*ARTICLE:*

I plan on installing staple up radiant heat, and the reason is so that I can get to lower temps with my storage tank, I was under the impression that staple up with the aluminum plates would work with lower temps, so long as you insulate and use the shiny deflector stuff.

Steve

I did my first radiant floors over 10 years ago. Staple up with no plates and foil insulation. A few years ago I did staple up with thin plates.

Thin plates work better than no plates. Since half my house already had staple up with no plates (and I didn't want to replace it) using thin plates on the later areas kept the heat transfer rates close to the same.

If you want to use staple up and low temps, you need to use thick plates. These are generally extruded aluminum. There are a few staple guns that will put them up with the right staple. Or, you can drill them and use short screws to hold them up.

Everything I've read says that the reflective insulation is a bit of a joke. Once it gets dusty, it's ability to reflect goes way, way down.

There is a lot of variance in staple up applications. If you want to use low water temps you have to plan ahead for it - thick plates and good insulation are a must.

Ok what I was going to do is make my own plates with aluminum flashing, these things tend to be expensive already made what do you recommend?

Steve
 
Maine said:
sled_mack said:
Maine said:
solarguy said:
Also, a low temperature radiant heat system is the balls for a solar application, I'm talking about temperatures in the 85, 90 to 100 degree range. The problem is most of those radiant systems are expensive to install when compared to typical "staple up system" that operate at 140 to 160 degrees.

I plan on installing staple up radiant heat, and the reason is so that I can get to lower temps with my storage tank, I was under the impression that staple up with the aluminum plates would work with lower temps, so long as you insulate and use the shiny deflector stuff.

*RAW DATA:*
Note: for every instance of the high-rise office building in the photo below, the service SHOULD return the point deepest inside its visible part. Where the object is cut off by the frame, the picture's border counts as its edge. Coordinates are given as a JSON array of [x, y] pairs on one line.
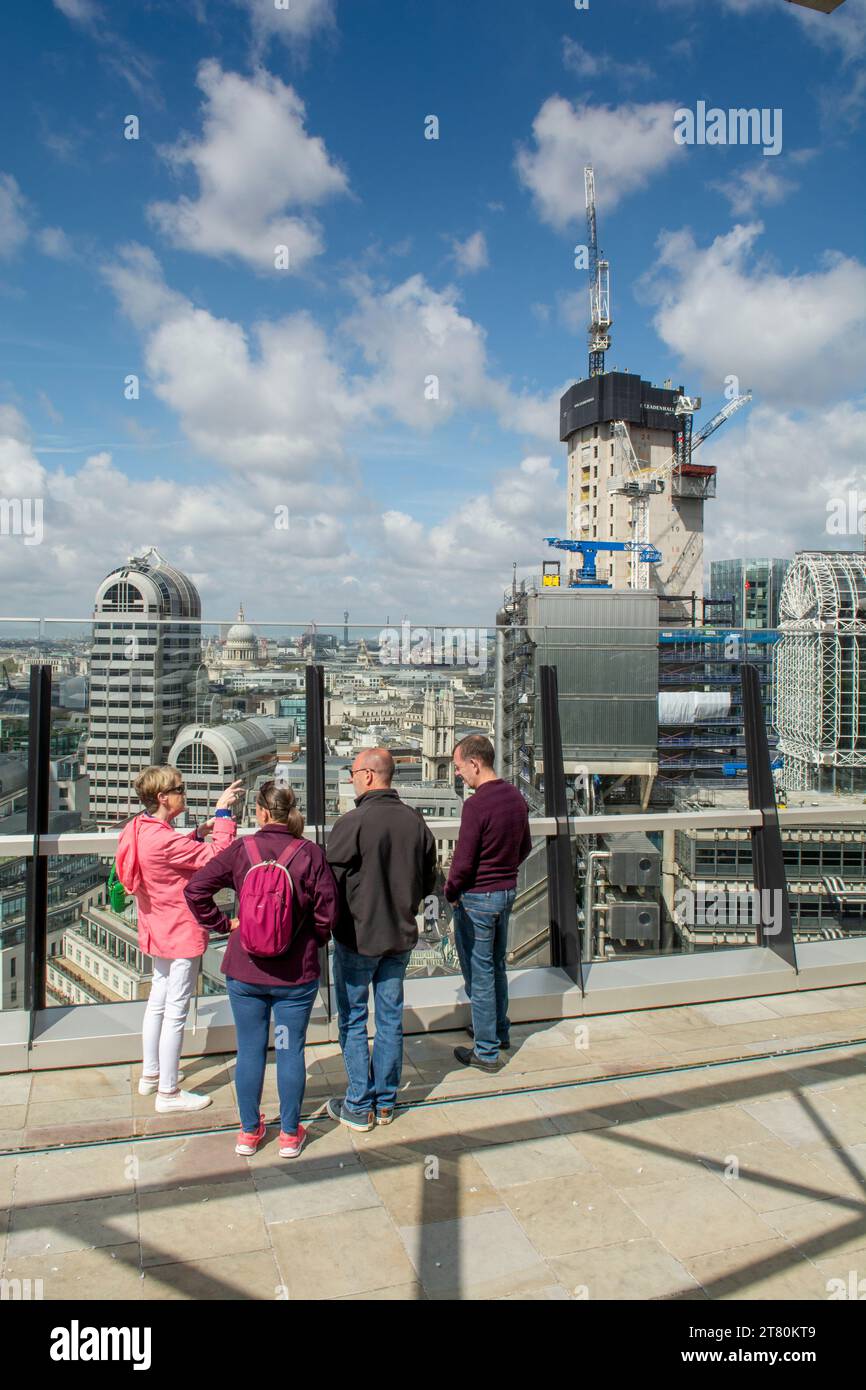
...
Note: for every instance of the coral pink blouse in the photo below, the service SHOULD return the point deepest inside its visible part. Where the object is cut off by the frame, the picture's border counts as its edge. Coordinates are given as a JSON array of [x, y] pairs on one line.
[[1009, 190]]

*EXERCISES:*
A - Transcribe the radiant heat discussion word for word, starting at "I did my first" and ending at "way, way down.".
B - Write the next part of the staple-up radiant heat discussion, picking up after its final sentence.

*RESULTS IN ORDER:*
A -
I did my first radiant floors over 10 years ago. Staple up with no plates and foil insulation. A few years ago I did staple up with thin plates.

Thin plates work better than no plates. Since half my house already had staple up with no plates (and I didn't want to replace it) using thin plates on the later areas kept the heat transfer rates close to the same.

If you want to use staple up and low temps, you need to use thick plates. These are generally extruded aluminum. There are a few staple guns that will put them up with the right staple. Or, you can drill them and use short screws to hold them up.

Everything I've read says that the reflective insulation is a bit of a joke. Once it gets dusty, it's ability to reflect goes way, way down.

B -
Steve

I did my first radiant floors over 10 years ago. Staple up with no plates and foil insulation. A few years ago I did staple up with thin plates.

Thin plates work better than no plates. Since half my house already had staple up with no plates (and I didn't want to replace it) using thin plates on the later areas kept the heat transfer rates close to the same.

If you want to use staple up and low temps, you need to use thick plates. These are generally extruded aluminum. There are a few staple guns that will put them up with the right staple. Or, you can drill them and use short screws to hold them up.

Everything I've read says that the reflective insulation is a bit of a joke. Once it gets dusty, it's ability to reflect goes way, way down.

There is a lot of variance in staple up applications. If you want to use low water temps you have to plan ahead for it - thick plates and good insulation are a must.

Ok what I was going to do is make my own plates with aluminum flashing, these things tend to be expensive already made what do you recommend?

Steve

Those would be thin plates, and essentailly what I used the second time around. There are mfg's that produce pex and matching plates. They are extruded, and average about .100 inch thick. Not something you can form yourself. Expensive - yes they are. But if you want to get you water temps down you really don't have much choice.

Sorry for the thread hijack. I'm still interested in hearing more about solar setups!
 
Back on topic...

Adjusting the angle dynamically can greatly improve solar panel performance - ideally, track the sun east-west each day, and adjust north-south over the course of the year.

Here's where my practical side kicks in. As anyone who's visited my site knows, I'm not afraid of complexity. However, my sense is that if you wanted to double your output, it would be easier to simply double your square footage rather than build and maintain a sun angle tracking mechanism. Kind of the same issue as the evacuated tubes - seems like a more expensive way to increase your output. I suppose there's a kind of logic if you start with the premise that you need expensive and exotic panels. They cost so much that it makes sense to put in place a complex system to get the most out of them.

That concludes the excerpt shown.